--- start of Supplied information ---

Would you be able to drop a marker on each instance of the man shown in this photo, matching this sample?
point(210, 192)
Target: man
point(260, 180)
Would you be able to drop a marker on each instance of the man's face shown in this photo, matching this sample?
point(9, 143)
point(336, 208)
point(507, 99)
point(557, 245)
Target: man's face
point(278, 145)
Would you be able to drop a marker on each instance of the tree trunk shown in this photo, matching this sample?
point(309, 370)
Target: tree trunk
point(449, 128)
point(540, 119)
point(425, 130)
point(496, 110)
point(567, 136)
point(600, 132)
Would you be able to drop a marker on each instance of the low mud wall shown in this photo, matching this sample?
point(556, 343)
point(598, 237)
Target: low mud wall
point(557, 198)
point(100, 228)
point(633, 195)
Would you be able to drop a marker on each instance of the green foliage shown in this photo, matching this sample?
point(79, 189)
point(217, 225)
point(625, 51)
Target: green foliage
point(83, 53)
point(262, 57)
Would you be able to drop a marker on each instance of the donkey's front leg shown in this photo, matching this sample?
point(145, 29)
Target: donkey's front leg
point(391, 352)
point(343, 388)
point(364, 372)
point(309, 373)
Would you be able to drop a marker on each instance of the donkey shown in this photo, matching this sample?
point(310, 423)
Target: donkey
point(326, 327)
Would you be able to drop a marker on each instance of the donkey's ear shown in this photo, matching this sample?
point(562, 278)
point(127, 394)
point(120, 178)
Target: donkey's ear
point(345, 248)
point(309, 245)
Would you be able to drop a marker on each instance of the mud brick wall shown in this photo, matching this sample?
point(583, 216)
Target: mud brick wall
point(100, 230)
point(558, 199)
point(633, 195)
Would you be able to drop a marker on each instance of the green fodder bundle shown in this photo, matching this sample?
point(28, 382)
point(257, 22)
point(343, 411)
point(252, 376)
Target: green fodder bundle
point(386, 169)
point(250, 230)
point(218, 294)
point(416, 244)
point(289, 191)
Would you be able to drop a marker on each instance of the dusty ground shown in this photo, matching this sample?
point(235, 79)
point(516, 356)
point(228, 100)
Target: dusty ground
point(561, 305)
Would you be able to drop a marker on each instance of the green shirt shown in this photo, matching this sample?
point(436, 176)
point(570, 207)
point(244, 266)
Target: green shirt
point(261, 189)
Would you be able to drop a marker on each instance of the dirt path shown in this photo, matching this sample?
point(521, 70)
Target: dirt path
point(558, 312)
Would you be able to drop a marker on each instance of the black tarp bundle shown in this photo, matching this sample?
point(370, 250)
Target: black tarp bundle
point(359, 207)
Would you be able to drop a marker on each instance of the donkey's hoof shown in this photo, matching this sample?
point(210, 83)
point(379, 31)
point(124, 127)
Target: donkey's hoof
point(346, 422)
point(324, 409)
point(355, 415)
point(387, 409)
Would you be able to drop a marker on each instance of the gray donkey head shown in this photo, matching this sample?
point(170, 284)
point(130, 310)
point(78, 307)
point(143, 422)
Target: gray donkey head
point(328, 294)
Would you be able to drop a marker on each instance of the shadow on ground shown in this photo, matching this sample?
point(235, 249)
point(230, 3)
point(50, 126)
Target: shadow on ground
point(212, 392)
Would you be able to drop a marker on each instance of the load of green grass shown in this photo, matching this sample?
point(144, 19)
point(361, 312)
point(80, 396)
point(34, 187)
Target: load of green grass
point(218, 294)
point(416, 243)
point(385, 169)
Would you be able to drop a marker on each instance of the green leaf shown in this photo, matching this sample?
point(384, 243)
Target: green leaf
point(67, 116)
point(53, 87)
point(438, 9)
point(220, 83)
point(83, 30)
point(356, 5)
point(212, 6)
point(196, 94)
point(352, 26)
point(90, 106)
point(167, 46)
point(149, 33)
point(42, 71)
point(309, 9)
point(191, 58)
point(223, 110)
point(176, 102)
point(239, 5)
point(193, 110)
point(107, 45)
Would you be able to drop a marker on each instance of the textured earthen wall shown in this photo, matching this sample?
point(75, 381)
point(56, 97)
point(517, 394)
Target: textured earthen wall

--- end of Supplied information ---

◆ **Work to do**: Return every line of the material above without any change.

◆ **Answer to this problem**:
Would you be able to drop a marker on each instance of the man shown in this photo, matching this sample?
point(210, 192)
Target: man
point(260, 180)
Would you be able to drop a marker on each instance of the man's face shown in this photo, matching this sample?
point(9, 143)
point(336, 208)
point(507, 99)
point(557, 245)
Target: man's face
point(278, 145)
Would you be able to drop a marker on each instance of the tree trunk shown in this photo, matching this sample?
point(309, 370)
Target: tree trunk
point(449, 128)
point(540, 119)
point(425, 130)
point(496, 110)
point(567, 136)
point(600, 132)
Would you be able to drop a marker on each instance of the low mud wall shown in this photo, matching this sample?
point(556, 343)
point(598, 237)
Target: low mud wall
point(557, 198)
point(100, 228)
point(633, 195)
Would you be able to drop a marker on each instance of the green foliage shown in this photo, matching this sample?
point(79, 189)
point(217, 225)
point(625, 51)
Target: green foliage
point(83, 53)
point(262, 57)
Would you be able to drop a marker on each instance of the donkey's front leg shown in this photo, matching this sample?
point(145, 29)
Target: donkey's front leg
point(391, 352)
point(343, 388)
point(364, 372)
point(309, 373)
Would you be able to drop a marker on each instance of the donkey shown in this photo, matching this sample?
point(310, 423)
Target: donkey
point(326, 327)
Would you be able to drop a marker on each instance of the donkey's ear shown in this photo, matching this sample?
point(562, 278)
point(127, 394)
point(120, 178)
Target: donkey's ear
point(345, 248)
point(309, 245)
Would you be able to drop a marker on each instance of the mud brick wall shown in this photo, matching this sample?
point(583, 216)
Target: mud brick wall
point(100, 230)
point(558, 199)
point(633, 195)
Would you be able to drop a marker on each instance of the green fodder bundle shown in this photo, matching this sample?
point(28, 382)
point(257, 22)
point(343, 411)
point(252, 376)
Target: green fodder bundle
point(386, 169)
point(250, 230)
point(218, 294)
point(416, 244)
point(289, 191)
Would you be able to drop a marker on each instance of the dusty ground shown in this photo, matching this sample?
point(235, 79)
point(516, 356)
point(228, 100)
Target: dusty ground
point(561, 305)
Would you be able to drop a marker on each instance of the green shirt shown in this photo, matching this sample?
point(436, 176)
point(570, 207)
point(244, 266)
Target: green shirt
point(261, 189)
Would you be able to drop a marker on each instance of the dirt path shown in this photo, matching this sample?
point(521, 70)
Target: dirt path
point(558, 312)
Would you be able to drop a marker on each instance of the black tarp bundle shown in this photo, matching this sample?
point(370, 250)
Target: black tarp bundle
point(359, 207)
Would you be able to drop a marker on each instance of the donkey's hoof shown in this photo, matching this sample?
point(210, 83)
point(379, 31)
point(124, 127)
Target: donkey's hoof
point(346, 422)
point(324, 409)
point(355, 415)
point(387, 409)
Would you be able to drop a marker on each instance of the gray donkey head shown in this photo, matching this sample?
point(170, 284)
point(130, 310)
point(78, 307)
point(143, 422)
Target: gray donkey head
point(328, 294)
Would you be able to drop a marker on each instance of the shadow on ground shown in this photo, matching this sample?
point(235, 249)
point(230, 3)
point(50, 126)
Target: shadow on ground
point(212, 392)
Would you be able to drop a marker on each instance of the load of green grass shown in this photo, matching this sample?
point(144, 19)
point(361, 312)
point(80, 396)
point(34, 187)
Target: load of green grass
point(218, 294)
point(416, 243)
point(385, 169)
Would you be able to drop a marker on each instance of the green leaf shown in this photo, matching this sample?
point(384, 243)
Target: green leaf
point(67, 116)
point(53, 87)
point(438, 9)
point(220, 83)
point(83, 30)
point(356, 5)
point(212, 6)
point(196, 94)
point(352, 26)
point(90, 106)
point(167, 46)
point(149, 33)
point(42, 71)
point(309, 9)
point(191, 58)
point(223, 110)
point(176, 102)
point(239, 5)
point(193, 110)
point(107, 45)
Would you be able to drop a marker on each instance of the textured earthen wall shown in this photo, matching this sample?
point(75, 381)
point(56, 97)
point(517, 394)
Target: textured earthen wall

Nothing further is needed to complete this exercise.